_EXERCISE OBJECTIVE_
Retype the article on the aliasing illusion in 3D sculptures word for word.

_TEXT PASSAGE_
Aliasing illusion makes 3D sculptures wiggle and gyrate

By Phil Plait
A 3D printed sculpture appears to wiggle and move when spun and lit by a strobe light on video. Credit: John Edmark, from the video

I'm not saying anything particular profound when I state that we live in an era where what you see on a screen may look incredibly real, yet be entirely fake. Special effects have come an incredibly long way in just a few years, so much so that, when we see something on video that's really weird or outside our experience, we assume it was computer-generated.

But that's not always the case! Sometimes you can take advantage of the ways camera work to create videos that are unearthly and even downright eerie.

For example, I've written about "rolling shutter," where the way a digital camera scans across a scene can severely distort the way things look in a video.

(Point-per-instance localization data)
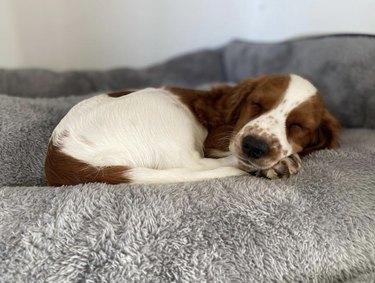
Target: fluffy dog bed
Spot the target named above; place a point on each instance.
(318, 226)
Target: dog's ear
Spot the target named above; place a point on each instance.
(326, 136)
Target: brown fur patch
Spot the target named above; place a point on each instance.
(226, 109)
(62, 169)
(120, 93)
(318, 128)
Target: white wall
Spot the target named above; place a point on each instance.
(101, 34)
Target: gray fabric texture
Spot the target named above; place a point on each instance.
(318, 226)
(342, 67)
(187, 70)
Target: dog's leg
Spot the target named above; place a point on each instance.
(285, 168)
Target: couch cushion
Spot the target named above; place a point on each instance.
(187, 70)
(342, 67)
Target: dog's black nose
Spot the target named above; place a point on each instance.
(254, 147)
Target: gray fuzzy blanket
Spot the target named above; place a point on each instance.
(317, 226)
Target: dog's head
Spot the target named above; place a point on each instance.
(278, 116)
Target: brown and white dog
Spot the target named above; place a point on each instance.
(164, 135)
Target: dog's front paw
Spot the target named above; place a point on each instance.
(285, 168)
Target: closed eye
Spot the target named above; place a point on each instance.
(295, 126)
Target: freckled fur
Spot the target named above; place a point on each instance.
(173, 135)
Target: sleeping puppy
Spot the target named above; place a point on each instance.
(260, 126)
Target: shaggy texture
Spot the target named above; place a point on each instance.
(318, 226)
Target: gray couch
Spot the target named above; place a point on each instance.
(317, 226)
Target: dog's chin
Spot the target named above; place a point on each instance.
(250, 166)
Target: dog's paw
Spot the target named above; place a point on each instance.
(285, 168)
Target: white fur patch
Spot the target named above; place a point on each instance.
(274, 121)
(150, 131)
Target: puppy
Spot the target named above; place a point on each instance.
(162, 135)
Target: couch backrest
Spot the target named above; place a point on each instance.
(342, 67)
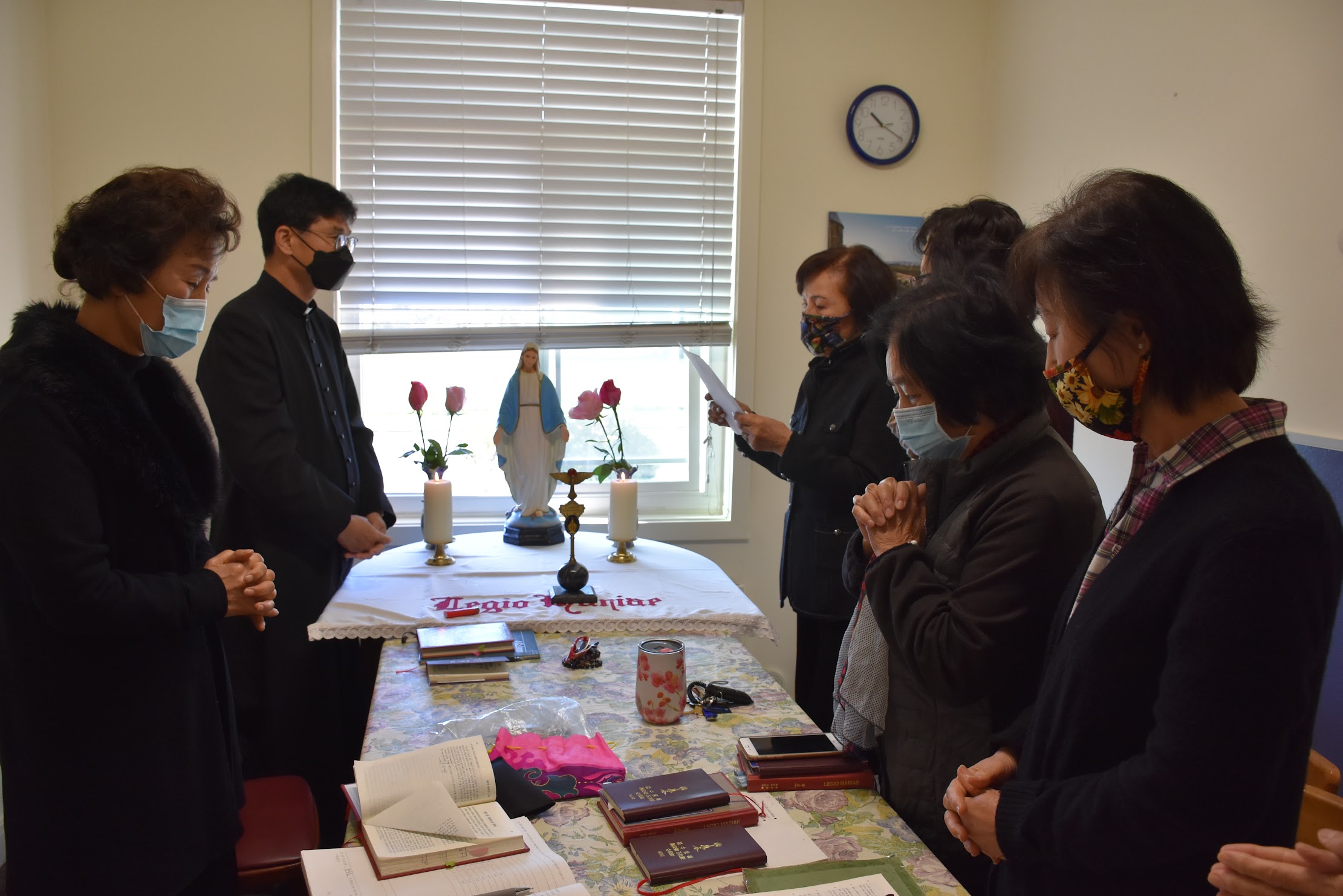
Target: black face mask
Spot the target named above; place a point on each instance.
(328, 270)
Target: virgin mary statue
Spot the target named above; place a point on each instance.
(530, 441)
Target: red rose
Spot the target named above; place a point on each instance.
(418, 395)
(456, 398)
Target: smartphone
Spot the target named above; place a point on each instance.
(790, 746)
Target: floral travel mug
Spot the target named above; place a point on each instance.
(660, 689)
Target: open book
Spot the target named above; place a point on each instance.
(347, 872)
(432, 808)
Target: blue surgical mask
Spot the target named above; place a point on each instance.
(183, 322)
(920, 434)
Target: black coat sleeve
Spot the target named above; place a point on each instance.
(53, 535)
(371, 496)
(959, 640)
(1243, 655)
(854, 565)
(258, 438)
(769, 459)
(809, 459)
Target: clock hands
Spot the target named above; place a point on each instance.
(884, 125)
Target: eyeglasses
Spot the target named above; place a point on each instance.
(340, 241)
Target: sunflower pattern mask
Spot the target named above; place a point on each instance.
(1113, 413)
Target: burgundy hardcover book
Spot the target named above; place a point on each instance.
(738, 810)
(663, 796)
(845, 781)
(696, 854)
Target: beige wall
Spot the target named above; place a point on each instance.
(25, 174)
(1241, 102)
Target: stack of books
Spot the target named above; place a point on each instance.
(478, 652)
(817, 773)
(683, 825)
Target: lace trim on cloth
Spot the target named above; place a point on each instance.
(727, 624)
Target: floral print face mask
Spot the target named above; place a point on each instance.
(819, 334)
(1111, 413)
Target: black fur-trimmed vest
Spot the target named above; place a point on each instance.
(140, 429)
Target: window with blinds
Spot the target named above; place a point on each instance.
(551, 171)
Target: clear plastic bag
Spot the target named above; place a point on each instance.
(545, 716)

_RESULT_
Aliasing illusion makes 3D sculptures wiggle and gyrate

By Phil Plait
A 3D printed sculpture appears to wiggle and move when spun and lit by a strobe light on video. Credit: John Edmark, from the video

I'm not saying anything particular profound when I state that we live in an era where what you see on a screen may look incredibly real, yet be entirely fake. Special effects have come an incredibly long way in just a few years, so much so that, when we see something on video that's really weird or outside our experience, we assume it was computer-generated.

But that's not always the case! Sometimes you can take advantage of the ways camera work to create videos that are unearthly and even downright eerie.

For example, I've written about "rolling shutter," where the way a digital camera scans across a scene can severely distort the way things look in a video.